(Dataset rows)

····················

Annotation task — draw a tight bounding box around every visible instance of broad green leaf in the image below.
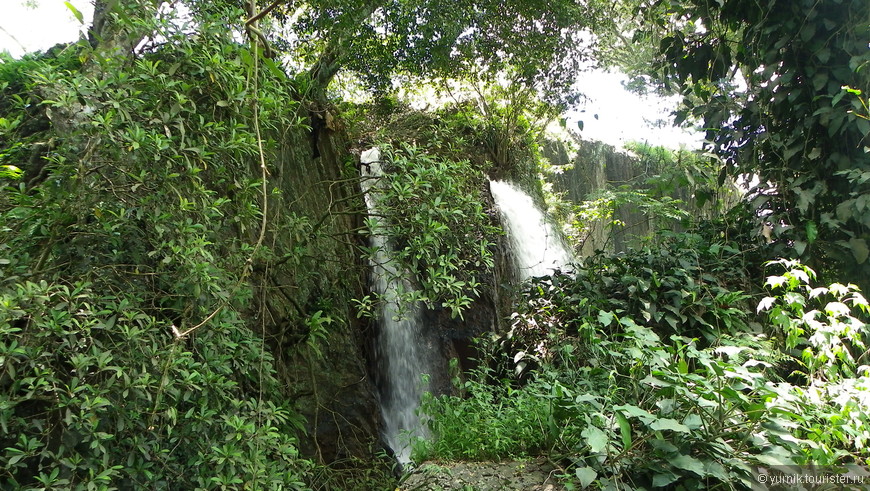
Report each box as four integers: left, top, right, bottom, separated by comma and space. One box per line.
653, 472, 679, 488
649, 418, 689, 433
63, 2, 85, 24
613, 404, 658, 424
616, 411, 631, 449
756, 296, 776, 316
807, 221, 819, 244
580, 426, 609, 453
849, 238, 870, 264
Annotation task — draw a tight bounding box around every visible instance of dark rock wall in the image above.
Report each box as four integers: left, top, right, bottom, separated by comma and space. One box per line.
254, 115, 380, 462
543, 139, 657, 256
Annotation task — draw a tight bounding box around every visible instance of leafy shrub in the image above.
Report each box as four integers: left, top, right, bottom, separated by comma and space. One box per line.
0, 5, 310, 489
0, 281, 307, 489
415, 234, 870, 489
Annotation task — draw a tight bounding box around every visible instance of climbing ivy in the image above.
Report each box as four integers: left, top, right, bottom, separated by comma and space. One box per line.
647, 0, 870, 287
364, 144, 497, 316
0, 5, 311, 490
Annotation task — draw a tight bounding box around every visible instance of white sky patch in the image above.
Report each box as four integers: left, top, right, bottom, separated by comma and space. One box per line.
0, 4, 702, 149
0, 0, 94, 58
567, 70, 703, 149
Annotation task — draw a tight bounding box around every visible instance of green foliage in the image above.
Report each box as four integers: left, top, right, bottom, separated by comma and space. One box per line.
758, 260, 870, 381
369, 145, 496, 316
648, 0, 870, 288
0, 3, 316, 489
508, 232, 751, 354
544, 142, 739, 255
415, 235, 868, 489
0, 281, 307, 490
272, 0, 613, 105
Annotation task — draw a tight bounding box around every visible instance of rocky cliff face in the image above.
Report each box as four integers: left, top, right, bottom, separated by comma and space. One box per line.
253, 115, 380, 462
543, 138, 710, 256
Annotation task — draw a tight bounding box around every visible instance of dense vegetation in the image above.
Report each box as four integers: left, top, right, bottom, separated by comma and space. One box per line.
0, 0, 870, 489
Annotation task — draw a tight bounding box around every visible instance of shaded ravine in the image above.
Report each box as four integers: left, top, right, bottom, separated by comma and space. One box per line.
489, 181, 573, 279
361, 149, 435, 465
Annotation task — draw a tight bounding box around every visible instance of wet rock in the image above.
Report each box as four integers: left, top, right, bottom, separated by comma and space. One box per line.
398, 459, 567, 491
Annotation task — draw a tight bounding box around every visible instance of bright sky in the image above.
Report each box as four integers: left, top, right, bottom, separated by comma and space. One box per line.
0, 0, 701, 148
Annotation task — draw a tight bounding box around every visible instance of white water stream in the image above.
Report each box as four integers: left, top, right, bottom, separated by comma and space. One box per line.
360, 148, 434, 465
489, 181, 572, 279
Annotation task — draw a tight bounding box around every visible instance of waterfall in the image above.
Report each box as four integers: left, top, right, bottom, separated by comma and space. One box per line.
489, 181, 572, 279
360, 148, 434, 465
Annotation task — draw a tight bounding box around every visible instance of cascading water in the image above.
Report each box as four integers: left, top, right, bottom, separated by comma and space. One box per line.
489, 181, 572, 279
360, 148, 434, 465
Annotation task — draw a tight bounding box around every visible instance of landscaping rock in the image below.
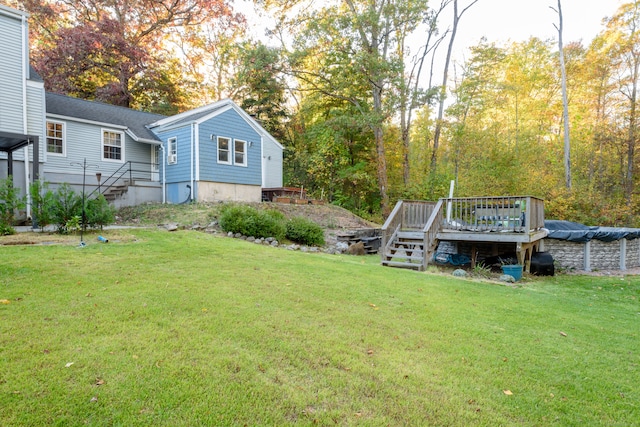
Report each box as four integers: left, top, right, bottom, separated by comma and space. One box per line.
335, 242, 349, 253
347, 242, 365, 255
500, 274, 516, 283
452, 268, 467, 277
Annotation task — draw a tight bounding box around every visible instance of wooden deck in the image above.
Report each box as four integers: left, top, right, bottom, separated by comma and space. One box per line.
381, 196, 547, 271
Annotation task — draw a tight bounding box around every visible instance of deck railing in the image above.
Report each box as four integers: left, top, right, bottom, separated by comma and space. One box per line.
86, 160, 158, 199
381, 200, 439, 262
422, 199, 444, 267
442, 196, 544, 233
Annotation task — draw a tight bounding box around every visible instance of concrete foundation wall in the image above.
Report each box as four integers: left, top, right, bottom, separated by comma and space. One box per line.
197, 182, 262, 202
541, 239, 640, 271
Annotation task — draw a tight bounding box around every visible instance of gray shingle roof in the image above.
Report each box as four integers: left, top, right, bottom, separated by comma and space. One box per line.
29, 65, 44, 82
46, 92, 166, 141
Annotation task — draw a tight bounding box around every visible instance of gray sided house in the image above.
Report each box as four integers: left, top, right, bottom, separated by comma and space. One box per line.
149, 99, 283, 203
0, 5, 283, 216
0, 5, 45, 209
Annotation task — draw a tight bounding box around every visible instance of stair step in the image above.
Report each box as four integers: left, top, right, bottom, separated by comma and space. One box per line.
398, 231, 424, 240
382, 261, 423, 270
384, 252, 424, 262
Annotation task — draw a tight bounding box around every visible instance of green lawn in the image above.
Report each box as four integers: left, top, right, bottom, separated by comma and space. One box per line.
0, 230, 640, 426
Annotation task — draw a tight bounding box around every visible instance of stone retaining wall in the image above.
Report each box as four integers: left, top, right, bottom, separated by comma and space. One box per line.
540, 239, 640, 271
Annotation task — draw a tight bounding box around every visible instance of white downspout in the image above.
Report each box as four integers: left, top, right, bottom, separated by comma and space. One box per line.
158, 142, 167, 205
193, 124, 200, 182
190, 123, 196, 200
22, 15, 31, 218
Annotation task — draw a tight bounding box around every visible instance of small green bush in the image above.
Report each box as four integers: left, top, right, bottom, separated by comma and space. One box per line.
220, 205, 286, 240
0, 176, 25, 235
29, 181, 54, 229
85, 194, 116, 229
287, 216, 324, 246
51, 183, 82, 234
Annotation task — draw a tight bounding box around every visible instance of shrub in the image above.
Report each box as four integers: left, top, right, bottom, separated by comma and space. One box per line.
85, 194, 116, 228
29, 181, 54, 229
220, 205, 286, 240
51, 183, 82, 234
0, 177, 25, 235
287, 216, 324, 246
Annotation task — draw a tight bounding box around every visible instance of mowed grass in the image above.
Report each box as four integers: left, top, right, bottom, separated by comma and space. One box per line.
0, 230, 640, 426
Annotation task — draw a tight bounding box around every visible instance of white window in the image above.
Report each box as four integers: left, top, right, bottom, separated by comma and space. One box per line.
102, 130, 124, 162
233, 139, 247, 166
218, 136, 231, 165
167, 137, 178, 165
47, 122, 65, 156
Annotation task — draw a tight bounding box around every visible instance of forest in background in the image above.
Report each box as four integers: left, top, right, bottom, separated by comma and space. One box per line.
5, 0, 640, 227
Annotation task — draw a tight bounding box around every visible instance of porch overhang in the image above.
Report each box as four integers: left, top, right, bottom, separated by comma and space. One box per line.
0, 132, 40, 182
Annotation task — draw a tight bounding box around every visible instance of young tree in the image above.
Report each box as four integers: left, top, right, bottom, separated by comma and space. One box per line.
430, 0, 478, 174
602, 1, 640, 205
551, 0, 571, 190
267, 0, 424, 215
231, 42, 288, 140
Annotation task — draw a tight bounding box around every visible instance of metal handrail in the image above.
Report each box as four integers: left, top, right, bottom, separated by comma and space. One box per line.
86, 160, 157, 199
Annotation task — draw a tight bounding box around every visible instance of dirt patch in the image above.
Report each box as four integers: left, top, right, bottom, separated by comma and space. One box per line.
0, 203, 380, 245
0, 229, 141, 246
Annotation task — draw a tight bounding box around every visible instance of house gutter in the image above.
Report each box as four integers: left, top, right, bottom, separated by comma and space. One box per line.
158, 143, 167, 205
22, 15, 31, 218
189, 123, 196, 201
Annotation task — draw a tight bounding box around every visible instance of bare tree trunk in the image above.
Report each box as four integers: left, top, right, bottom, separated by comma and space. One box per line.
429, 0, 478, 173
625, 55, 640, 206
552, 0, 571, 190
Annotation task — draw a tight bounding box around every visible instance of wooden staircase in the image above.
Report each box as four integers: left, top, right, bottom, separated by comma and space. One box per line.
382, 231, 425, 271
380, 200, 442, 271
102, 182, 129, 202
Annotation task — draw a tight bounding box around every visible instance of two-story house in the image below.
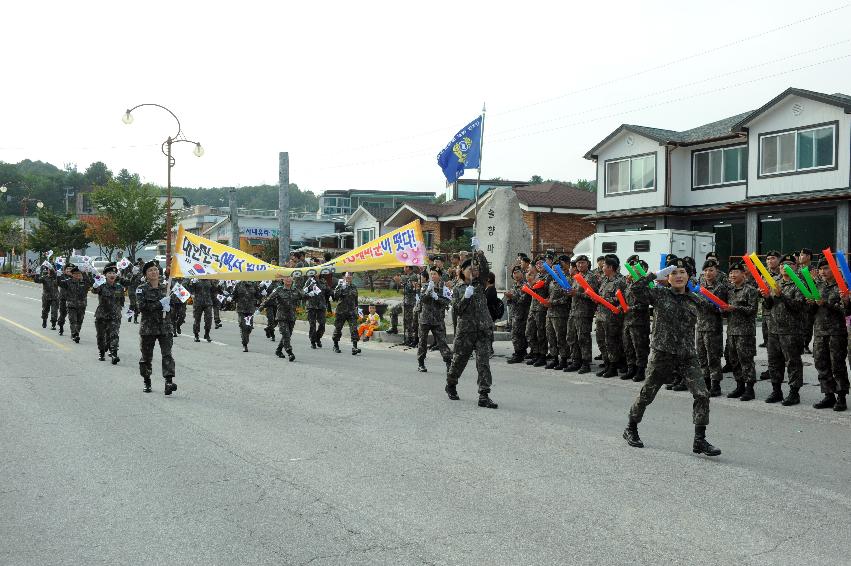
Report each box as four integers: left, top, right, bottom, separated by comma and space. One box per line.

····················

» **Prompt**: Please reproduce, word for word, the stretch of the records from the very beginning through the line containing "63, 2, 85, 24", including both ends. Leave out the pictures.

» **Right answer**:
Annotation task — draw a tight bounding box around every visible instance of broad green leaf in the image below.
Report each box as four integers: left, top, right, bottom, separated by comma and space. One box per line.
653, 472, 679, 488
649, 418, 689, 433
63, 2, 85, 24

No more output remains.